-- Begin RECORDS SUPPLIED --

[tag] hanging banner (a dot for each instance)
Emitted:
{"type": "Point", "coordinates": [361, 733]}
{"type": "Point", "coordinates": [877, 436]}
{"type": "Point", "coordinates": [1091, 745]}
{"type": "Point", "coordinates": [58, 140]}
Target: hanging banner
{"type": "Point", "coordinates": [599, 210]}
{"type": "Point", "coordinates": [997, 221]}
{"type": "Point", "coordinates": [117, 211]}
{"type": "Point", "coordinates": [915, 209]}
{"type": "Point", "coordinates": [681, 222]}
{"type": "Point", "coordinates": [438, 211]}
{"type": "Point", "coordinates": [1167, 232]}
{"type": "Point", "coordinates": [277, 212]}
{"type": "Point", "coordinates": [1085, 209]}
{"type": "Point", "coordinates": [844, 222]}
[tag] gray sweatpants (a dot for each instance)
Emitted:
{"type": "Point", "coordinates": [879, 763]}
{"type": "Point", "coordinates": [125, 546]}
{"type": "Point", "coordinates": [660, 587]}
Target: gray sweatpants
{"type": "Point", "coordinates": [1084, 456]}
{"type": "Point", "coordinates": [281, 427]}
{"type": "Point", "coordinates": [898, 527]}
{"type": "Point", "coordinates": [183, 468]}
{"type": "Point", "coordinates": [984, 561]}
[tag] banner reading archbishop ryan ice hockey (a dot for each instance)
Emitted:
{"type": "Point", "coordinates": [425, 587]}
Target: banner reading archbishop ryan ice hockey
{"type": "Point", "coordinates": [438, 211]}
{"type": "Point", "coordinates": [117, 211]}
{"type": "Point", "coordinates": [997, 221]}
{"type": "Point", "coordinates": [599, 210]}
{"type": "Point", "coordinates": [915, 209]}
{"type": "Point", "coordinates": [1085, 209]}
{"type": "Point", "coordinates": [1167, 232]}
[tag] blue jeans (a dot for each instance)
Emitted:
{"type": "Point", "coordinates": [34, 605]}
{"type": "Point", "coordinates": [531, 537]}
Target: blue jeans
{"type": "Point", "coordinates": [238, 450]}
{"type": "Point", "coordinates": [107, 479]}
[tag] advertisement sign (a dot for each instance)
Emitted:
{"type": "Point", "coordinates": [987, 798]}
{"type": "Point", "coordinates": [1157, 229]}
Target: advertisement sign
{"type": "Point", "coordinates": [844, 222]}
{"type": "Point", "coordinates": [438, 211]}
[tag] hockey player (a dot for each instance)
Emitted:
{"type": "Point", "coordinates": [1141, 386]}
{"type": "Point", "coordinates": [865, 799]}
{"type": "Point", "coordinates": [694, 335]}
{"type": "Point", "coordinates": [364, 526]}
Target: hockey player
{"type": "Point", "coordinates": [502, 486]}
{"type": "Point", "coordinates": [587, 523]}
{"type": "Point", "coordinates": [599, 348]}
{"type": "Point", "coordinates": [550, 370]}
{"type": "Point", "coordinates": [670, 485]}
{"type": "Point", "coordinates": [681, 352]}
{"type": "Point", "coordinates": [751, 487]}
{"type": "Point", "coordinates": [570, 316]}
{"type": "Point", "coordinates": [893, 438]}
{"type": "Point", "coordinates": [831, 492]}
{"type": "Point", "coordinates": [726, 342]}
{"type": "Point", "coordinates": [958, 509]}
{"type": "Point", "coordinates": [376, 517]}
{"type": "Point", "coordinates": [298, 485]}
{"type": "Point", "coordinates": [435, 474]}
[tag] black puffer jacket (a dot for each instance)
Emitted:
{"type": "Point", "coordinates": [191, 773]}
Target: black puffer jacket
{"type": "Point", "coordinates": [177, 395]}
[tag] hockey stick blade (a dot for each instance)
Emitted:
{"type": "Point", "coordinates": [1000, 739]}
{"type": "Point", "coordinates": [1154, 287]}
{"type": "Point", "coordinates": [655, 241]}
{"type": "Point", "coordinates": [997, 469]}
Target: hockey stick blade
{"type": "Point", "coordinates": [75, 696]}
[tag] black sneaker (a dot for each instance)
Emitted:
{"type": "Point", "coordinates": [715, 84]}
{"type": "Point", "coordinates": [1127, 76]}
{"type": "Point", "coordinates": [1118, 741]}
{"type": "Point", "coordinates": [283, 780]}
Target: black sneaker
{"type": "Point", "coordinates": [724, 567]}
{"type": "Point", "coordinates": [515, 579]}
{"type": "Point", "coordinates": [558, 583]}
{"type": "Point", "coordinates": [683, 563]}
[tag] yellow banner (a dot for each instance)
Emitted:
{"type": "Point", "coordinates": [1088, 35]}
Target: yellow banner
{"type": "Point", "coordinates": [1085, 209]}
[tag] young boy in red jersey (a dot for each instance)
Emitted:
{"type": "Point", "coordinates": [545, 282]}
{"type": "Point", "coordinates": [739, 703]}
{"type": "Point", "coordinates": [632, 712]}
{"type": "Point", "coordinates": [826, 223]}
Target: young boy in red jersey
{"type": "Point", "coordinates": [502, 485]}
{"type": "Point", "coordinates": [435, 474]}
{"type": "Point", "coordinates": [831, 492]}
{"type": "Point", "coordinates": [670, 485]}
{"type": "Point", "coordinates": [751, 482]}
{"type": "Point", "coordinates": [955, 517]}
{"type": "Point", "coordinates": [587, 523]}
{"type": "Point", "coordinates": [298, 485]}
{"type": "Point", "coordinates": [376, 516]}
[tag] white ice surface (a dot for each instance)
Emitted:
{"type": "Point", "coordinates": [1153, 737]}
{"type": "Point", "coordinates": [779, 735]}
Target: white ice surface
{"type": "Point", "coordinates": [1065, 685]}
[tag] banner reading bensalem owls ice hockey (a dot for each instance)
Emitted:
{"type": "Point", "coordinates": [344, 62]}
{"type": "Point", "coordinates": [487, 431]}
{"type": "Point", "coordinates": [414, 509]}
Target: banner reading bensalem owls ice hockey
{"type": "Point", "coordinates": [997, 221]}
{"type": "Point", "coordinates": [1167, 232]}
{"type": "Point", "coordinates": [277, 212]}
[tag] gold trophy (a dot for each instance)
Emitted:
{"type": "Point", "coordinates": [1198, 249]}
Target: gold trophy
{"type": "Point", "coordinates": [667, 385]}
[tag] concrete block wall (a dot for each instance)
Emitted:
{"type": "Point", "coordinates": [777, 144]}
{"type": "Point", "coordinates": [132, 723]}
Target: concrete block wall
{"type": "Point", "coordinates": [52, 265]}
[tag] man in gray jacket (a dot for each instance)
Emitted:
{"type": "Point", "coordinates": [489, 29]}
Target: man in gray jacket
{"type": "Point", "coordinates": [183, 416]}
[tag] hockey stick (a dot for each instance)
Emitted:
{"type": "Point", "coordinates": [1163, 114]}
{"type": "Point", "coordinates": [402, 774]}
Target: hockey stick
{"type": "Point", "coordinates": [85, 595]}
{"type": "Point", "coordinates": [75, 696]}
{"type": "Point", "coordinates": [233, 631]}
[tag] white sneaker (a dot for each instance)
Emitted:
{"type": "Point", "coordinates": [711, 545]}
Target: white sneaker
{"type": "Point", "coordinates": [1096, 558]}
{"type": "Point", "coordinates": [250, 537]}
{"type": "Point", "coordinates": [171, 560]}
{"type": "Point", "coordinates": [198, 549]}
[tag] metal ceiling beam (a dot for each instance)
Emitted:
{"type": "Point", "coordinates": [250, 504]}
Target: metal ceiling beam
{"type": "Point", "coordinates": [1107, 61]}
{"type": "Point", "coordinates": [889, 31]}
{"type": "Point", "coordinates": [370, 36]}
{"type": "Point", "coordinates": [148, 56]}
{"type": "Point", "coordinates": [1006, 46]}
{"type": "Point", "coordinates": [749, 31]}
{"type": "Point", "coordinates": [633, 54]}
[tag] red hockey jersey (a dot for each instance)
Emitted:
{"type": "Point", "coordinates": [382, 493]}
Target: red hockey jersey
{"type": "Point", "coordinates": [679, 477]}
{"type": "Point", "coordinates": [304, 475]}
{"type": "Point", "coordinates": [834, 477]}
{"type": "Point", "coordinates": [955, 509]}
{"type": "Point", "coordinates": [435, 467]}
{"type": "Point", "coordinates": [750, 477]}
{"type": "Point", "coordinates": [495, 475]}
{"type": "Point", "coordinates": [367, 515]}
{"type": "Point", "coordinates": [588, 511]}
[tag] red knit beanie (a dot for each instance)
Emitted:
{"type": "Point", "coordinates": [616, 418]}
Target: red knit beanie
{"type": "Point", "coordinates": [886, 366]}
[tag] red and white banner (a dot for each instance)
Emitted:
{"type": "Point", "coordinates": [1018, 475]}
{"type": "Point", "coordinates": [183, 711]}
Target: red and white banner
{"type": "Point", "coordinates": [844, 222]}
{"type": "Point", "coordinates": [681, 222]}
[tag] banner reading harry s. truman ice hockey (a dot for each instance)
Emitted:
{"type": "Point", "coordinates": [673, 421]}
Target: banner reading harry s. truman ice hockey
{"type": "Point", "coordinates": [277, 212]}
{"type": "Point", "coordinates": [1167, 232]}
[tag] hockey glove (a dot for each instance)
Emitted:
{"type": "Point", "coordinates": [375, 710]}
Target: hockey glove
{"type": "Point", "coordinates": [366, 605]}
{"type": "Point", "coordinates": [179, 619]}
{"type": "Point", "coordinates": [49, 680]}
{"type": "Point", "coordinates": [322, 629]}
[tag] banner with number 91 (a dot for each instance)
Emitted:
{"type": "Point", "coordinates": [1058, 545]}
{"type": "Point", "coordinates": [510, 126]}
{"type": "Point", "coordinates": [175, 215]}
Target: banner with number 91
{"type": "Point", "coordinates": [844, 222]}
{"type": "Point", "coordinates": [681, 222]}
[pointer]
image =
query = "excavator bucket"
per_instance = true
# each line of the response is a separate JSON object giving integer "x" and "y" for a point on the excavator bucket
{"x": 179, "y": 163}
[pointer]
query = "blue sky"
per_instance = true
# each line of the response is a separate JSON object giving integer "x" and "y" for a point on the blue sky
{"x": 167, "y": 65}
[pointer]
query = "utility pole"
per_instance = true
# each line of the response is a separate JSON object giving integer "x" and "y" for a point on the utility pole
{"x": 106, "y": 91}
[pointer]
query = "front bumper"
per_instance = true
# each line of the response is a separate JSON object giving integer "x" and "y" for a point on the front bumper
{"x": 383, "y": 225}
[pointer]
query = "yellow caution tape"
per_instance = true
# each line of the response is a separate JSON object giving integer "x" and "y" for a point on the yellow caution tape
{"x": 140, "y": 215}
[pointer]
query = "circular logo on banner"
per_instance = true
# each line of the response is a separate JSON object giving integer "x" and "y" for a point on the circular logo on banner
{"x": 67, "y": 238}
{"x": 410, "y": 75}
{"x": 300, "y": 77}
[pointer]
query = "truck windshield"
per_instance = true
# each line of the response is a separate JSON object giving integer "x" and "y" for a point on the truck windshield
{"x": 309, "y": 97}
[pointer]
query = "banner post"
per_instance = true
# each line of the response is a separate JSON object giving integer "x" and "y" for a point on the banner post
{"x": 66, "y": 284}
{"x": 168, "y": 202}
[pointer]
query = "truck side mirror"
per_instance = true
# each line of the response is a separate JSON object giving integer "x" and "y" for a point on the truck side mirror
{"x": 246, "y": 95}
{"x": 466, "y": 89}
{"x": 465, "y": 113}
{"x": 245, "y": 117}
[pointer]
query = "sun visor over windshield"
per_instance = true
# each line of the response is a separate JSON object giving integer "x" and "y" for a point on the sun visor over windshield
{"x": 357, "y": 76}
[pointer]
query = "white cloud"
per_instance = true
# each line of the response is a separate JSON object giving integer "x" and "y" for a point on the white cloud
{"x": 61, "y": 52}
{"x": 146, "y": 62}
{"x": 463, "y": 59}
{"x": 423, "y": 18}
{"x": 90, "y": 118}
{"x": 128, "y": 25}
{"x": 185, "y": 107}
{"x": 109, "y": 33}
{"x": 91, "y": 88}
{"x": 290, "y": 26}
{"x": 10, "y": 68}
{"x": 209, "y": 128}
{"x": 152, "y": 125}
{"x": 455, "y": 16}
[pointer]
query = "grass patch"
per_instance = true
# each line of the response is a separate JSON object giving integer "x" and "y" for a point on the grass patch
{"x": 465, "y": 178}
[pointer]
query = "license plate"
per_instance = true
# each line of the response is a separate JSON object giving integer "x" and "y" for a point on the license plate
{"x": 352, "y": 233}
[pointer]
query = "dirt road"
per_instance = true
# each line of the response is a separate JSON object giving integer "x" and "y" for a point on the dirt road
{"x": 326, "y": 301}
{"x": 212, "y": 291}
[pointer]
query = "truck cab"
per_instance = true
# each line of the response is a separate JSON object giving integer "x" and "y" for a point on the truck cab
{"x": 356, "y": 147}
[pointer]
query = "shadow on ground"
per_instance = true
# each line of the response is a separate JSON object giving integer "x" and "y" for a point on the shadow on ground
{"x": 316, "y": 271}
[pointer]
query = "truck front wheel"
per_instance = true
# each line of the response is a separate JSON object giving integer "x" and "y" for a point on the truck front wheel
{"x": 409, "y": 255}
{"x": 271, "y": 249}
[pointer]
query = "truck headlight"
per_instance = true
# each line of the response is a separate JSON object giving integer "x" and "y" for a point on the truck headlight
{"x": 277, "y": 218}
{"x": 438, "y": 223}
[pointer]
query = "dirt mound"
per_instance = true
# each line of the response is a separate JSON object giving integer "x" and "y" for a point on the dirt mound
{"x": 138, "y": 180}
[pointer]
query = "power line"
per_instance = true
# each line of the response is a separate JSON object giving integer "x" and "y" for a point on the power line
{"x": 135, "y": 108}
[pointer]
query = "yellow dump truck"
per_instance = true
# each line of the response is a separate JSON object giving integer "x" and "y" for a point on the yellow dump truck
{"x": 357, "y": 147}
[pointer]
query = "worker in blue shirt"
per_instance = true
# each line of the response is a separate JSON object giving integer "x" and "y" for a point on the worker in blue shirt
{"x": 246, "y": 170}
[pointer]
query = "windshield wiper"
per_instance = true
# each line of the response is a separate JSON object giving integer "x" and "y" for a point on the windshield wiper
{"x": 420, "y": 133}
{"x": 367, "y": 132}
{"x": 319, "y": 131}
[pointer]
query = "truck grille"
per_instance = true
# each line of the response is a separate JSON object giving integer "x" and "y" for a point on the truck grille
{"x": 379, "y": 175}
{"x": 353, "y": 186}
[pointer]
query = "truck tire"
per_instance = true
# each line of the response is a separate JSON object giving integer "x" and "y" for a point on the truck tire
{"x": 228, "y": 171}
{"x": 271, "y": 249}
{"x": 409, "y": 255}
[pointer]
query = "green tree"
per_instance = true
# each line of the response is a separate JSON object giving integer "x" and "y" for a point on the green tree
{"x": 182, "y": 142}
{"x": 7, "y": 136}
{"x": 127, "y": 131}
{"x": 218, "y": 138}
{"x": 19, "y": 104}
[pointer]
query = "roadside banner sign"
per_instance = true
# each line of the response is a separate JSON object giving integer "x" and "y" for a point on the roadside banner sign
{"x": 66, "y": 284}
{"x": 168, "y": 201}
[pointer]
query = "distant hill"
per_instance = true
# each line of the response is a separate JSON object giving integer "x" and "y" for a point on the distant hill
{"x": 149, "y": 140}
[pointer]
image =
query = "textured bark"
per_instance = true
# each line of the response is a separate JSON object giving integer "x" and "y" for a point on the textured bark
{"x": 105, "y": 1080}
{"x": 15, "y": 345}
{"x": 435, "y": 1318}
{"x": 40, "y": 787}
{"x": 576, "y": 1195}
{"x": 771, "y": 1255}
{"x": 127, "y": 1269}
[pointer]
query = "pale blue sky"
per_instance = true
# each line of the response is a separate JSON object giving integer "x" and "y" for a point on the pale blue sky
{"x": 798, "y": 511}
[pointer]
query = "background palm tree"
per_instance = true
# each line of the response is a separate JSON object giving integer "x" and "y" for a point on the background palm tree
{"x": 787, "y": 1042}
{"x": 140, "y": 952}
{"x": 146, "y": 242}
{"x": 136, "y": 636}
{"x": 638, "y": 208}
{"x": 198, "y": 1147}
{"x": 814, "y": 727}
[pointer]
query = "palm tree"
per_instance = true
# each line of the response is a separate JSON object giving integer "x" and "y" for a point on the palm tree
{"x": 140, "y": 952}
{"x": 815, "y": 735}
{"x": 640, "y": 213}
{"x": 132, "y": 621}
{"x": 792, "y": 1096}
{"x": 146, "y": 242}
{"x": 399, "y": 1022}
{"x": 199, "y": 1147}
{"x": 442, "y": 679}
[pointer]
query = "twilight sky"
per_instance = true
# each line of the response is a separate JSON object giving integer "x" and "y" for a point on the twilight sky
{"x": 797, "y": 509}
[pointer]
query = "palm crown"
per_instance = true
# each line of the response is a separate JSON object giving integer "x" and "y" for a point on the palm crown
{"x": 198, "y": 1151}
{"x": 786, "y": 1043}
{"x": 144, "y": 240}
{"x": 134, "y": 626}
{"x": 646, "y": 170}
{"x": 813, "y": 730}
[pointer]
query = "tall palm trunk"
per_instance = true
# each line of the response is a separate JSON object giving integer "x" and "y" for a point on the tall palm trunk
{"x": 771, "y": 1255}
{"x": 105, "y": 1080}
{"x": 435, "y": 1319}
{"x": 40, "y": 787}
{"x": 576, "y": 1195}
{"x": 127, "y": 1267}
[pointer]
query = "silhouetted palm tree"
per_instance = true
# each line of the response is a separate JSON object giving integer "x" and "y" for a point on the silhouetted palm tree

-- End RECORDS SUPPLIED --

| SET TASK |
Which lines in the records above contain the word "windshield"? Locate each one and copy it.

| IN RESPONSE |
query = "truck windshield"
# each line of the response is a separate JSON object giving integer "x" and "y" for a point on the truck windshield
query = "sun visor over windshield"
# each line of the response is a separate JSON object giving integer "x" and "y" for a point on the sun visor over windshield
query = "windshield wiper"
# each line of the response is a separate JSON object giving integer "x" and "y" for a point on the windshield wiper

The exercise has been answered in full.